EXERCISE AIM:
Find the line containing "Locate the plant" in the entries; transcribe it and all remaining lines through the end, exactly as they appear, but not the pictures.

[Entries from a dataset]

<<<<

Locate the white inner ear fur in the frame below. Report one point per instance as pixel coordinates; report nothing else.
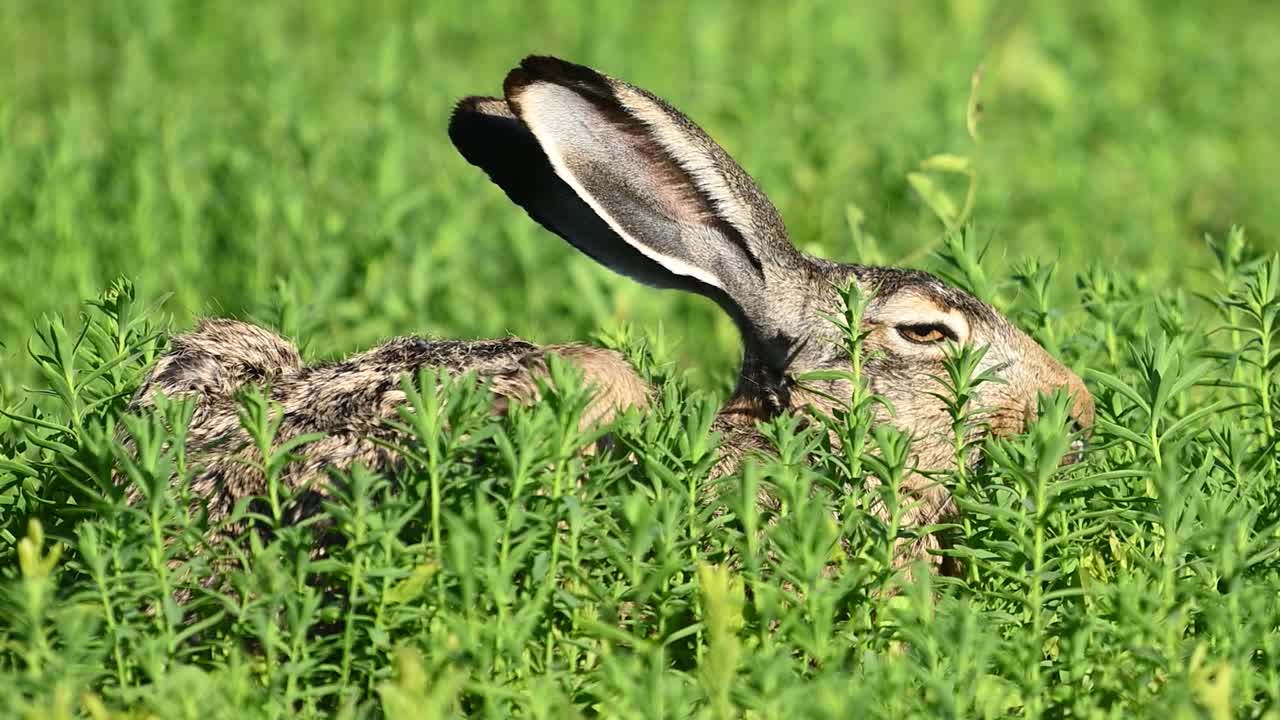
(563, 123)
(690, 158)
(909, 308)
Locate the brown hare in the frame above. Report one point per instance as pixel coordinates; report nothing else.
(635, 185)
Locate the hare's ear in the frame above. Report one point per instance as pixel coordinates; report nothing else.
(630, 181)
(489, 136)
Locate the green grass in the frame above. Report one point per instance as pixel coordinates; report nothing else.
(287, 162)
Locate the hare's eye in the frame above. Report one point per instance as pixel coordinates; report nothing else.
(926, 333)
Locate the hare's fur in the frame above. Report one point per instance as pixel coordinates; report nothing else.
(635, 185)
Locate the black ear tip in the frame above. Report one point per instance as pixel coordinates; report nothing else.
(481, 105)
(480, 127)
(552, 69)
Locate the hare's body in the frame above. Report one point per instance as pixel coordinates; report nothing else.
(636, 186)
(352, 402)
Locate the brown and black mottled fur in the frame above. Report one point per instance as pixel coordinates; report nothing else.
(639, 187)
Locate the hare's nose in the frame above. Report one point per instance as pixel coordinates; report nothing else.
(1082, 408)
(1079, 442)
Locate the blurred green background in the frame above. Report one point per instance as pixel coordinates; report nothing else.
(288, 160)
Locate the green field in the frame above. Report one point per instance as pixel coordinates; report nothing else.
(288, 163)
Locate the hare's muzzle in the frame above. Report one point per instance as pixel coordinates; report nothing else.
(1082, 418)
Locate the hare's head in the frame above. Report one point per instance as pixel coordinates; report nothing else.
(631, 182)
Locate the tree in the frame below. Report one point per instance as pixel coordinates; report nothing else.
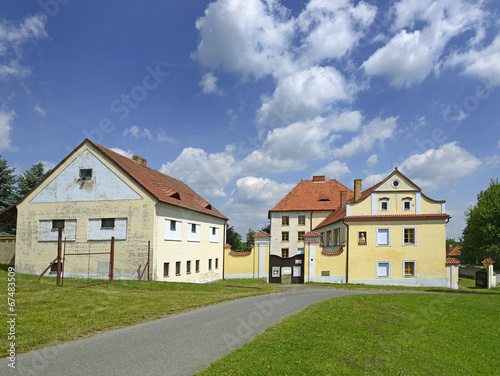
(7, 194)
(250, 239)
(481, 236)
(233, 238)
(7, 184)
(29, 179)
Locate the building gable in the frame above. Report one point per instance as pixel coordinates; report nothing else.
(86, 178)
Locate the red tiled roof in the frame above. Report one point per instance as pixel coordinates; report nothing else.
(310, 195)
(332, 218)
(262, 235)
(164, 188)
(234, 253)
(312, 234)
(454, 251)
(332, 253)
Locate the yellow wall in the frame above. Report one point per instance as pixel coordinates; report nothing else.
(428, 252)
(246, 266)
(173, 251)
(7, 250)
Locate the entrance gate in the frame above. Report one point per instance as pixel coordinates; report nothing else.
(277, 264)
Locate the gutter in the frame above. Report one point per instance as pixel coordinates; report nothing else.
(347, 254)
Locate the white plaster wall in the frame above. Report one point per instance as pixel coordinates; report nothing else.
(105, 185)
(47, 234)
(98, 233)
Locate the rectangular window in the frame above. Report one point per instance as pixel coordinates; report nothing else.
(57, 223)
(407, 205)
(194, 233)
(85, 174)
(336, 236)
(362, 238)
(383, 269)
(108, 223)
(329, 238)
(384, 205)
(383, 236)
(214, 235)
(409, 236)
(410, 268)
(173, 229)
(166, 269)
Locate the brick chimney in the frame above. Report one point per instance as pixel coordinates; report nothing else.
(357, 189)
(140, 160)
(343, 198)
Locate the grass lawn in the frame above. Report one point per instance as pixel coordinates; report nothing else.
(48, 315)
(400, 334)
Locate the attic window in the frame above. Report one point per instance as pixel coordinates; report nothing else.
(108, 223)
(85, 174)
(396, 183)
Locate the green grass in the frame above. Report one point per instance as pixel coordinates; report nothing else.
(397, 334)
(48, 315)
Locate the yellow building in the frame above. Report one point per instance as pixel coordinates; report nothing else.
(389, 234)
(95, 194)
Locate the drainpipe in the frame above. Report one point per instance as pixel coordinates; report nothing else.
(346, 254)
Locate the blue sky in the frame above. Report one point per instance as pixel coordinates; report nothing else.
(242, 99)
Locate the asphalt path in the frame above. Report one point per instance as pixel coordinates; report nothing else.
(182, 344)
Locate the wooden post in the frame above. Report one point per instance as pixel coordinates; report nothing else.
(59, 258)
(111, 260)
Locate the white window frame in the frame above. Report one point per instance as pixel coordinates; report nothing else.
(388, 235)
(415, 236)
(384, 201)
(415, 269)
(193, 236)
(389, 269)
(408, 200)
(173, 234)
(214, 238)
(97, 232)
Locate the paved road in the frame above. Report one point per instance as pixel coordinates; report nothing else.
(177, 345)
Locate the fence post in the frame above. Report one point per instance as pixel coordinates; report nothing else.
(59, 258)
(149, 257)
(111, 260)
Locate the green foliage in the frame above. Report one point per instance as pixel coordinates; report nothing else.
(481, 236)
(29, 179)
(233, 238)
(7, 184)
(48, 314)
(376, 334)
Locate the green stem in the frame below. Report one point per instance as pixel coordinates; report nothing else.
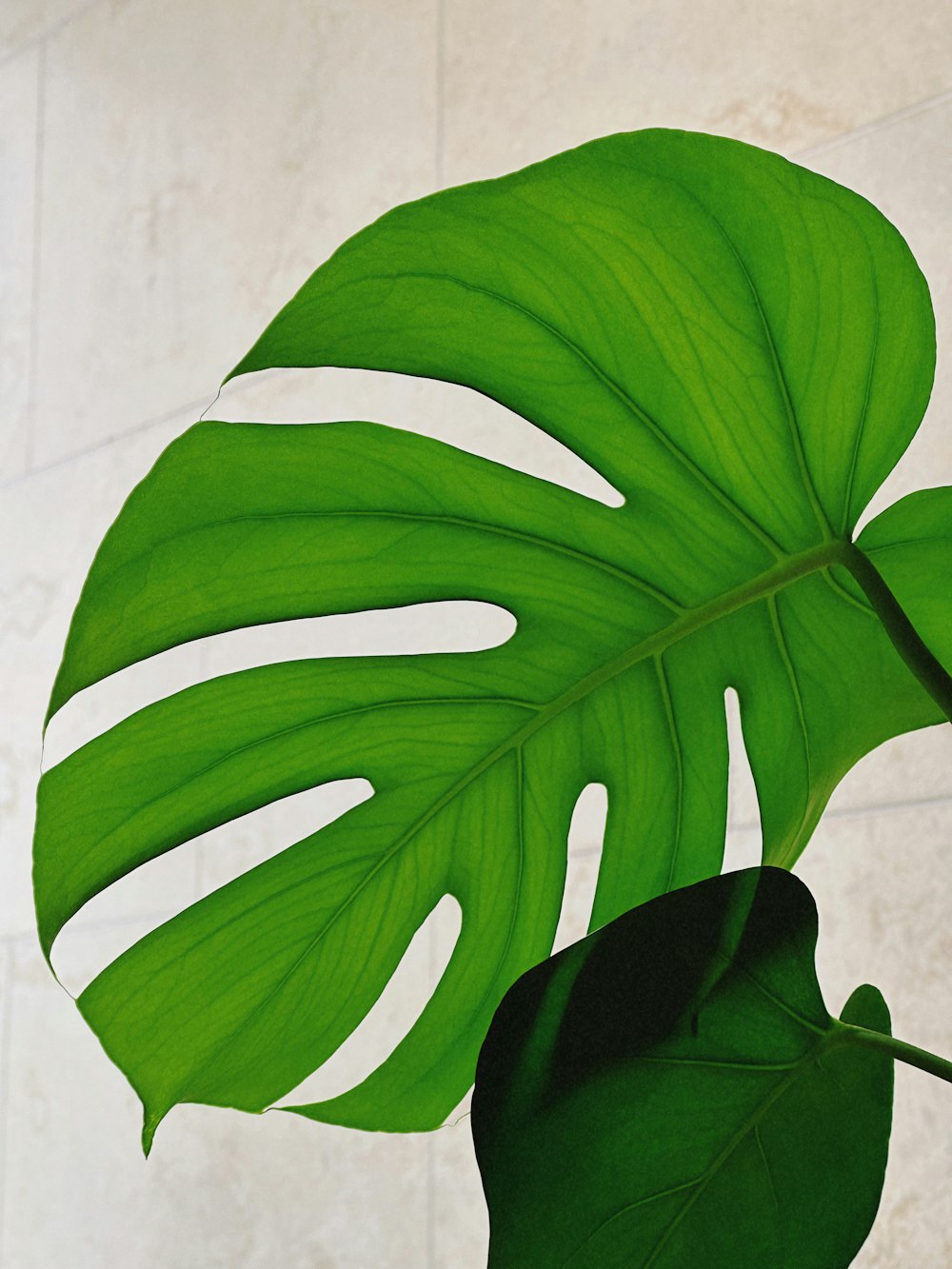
(928, 670)
(899, 1050)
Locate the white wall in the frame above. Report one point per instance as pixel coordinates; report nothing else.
(170, 172)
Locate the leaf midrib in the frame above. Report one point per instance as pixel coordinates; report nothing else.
(792, 570)
(829, 1039)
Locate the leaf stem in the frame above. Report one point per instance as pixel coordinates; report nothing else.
(899, 1050)
(927, 667)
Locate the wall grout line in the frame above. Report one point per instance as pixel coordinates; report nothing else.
(6, 1046)
(441, 92)
(872, 126)
(37, 256)
(87, 450)
(848, 812)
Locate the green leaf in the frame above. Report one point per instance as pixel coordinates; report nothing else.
(672, 1092)
(744, 349)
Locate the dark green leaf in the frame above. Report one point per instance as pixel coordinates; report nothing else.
(672, 1092)
(744, 349)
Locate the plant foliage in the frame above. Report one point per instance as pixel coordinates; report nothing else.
(743, 349)
(672, 1092)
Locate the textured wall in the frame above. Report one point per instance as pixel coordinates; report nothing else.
(169, 172)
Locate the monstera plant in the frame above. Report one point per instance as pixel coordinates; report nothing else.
(744, 350)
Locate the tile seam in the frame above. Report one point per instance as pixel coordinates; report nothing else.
(36, 263)
(6, 1044)
(872, 126)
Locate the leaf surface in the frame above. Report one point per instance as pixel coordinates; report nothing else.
(672, 1092)
(744, 349)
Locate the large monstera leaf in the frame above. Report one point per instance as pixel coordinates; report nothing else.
(744, 349)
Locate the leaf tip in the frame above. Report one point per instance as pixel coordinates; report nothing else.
(150, 1122)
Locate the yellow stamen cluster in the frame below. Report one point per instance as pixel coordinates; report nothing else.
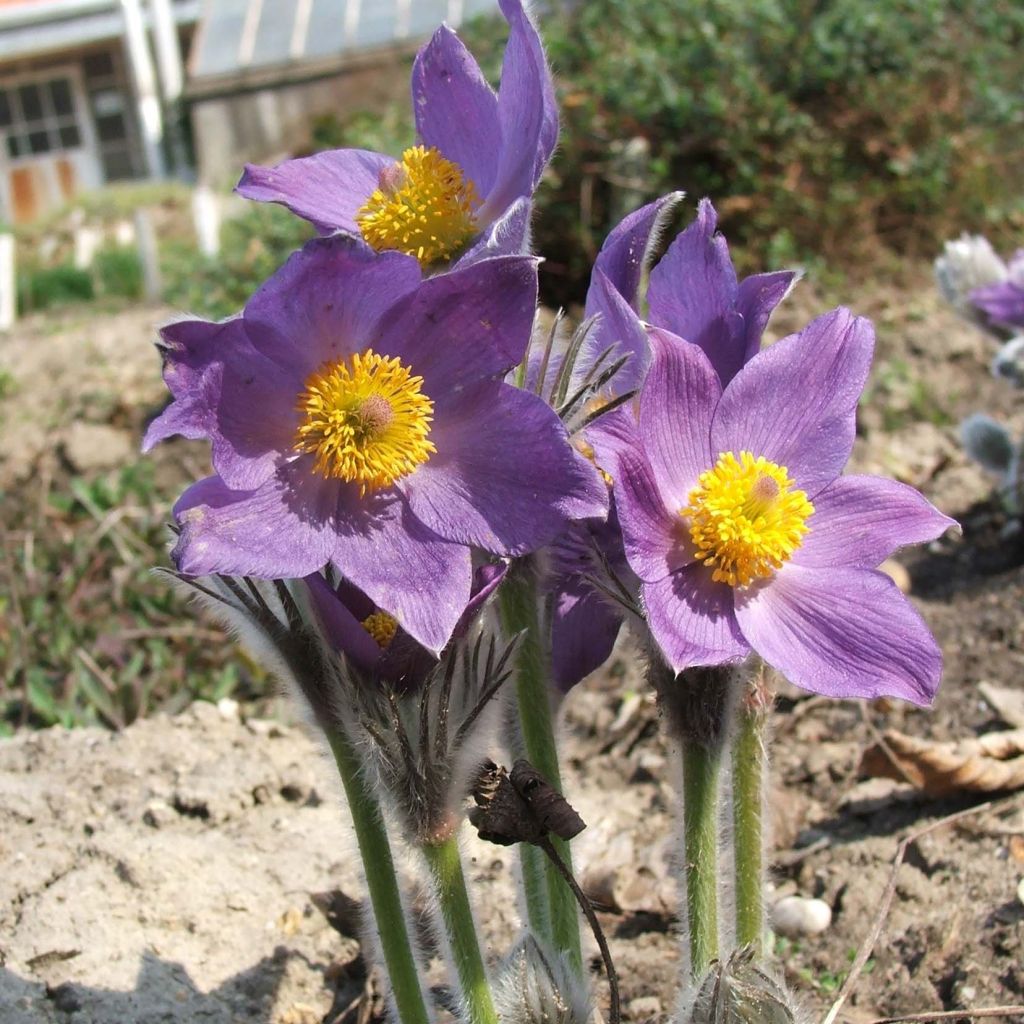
(745, 520)
(423, 206)
(382, 628)
(366, 420)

>>>>

RESULT OF THIS EXERCISE:
Locate the plant foliage in the frame above. Report one point per instance as pixel coordinates; report nothing else.
(743, 349)
(672, 1092)
Locate the textured wall in the frame above. Report one point per instance as pixel coordinates; report nothing else.
(169, 172)
Locate the monstera plant in the frame above. Report one point per instance as pixel coordinates; report nothing else.
(744, 350)
Locate the tile seam in the frame above. Report one point per instance as pixel coordinates; report nothing else.
(36, 263)
(6, 1044)
(872, 126)
Locate the leaf surface in the frame above. Report one point per instance as pixel coordinates; report nothing else.
(672, 1092)
(744, 349)
Locate the large monstera leaf in the frame above. Report one point per instance as pixel coordinates; report nothing else.
(744, 349)
Locate the leaf tip in the frame above. Report one point per instance as pixel coordinates; report nothing else.
(150, 1122)
Locate the yellow stamen cluster in the frame below. Report one point per instance as pixel coordinates; report nothing else.
(745, 520)
(423, 206)
(382, 628)
(366, 420)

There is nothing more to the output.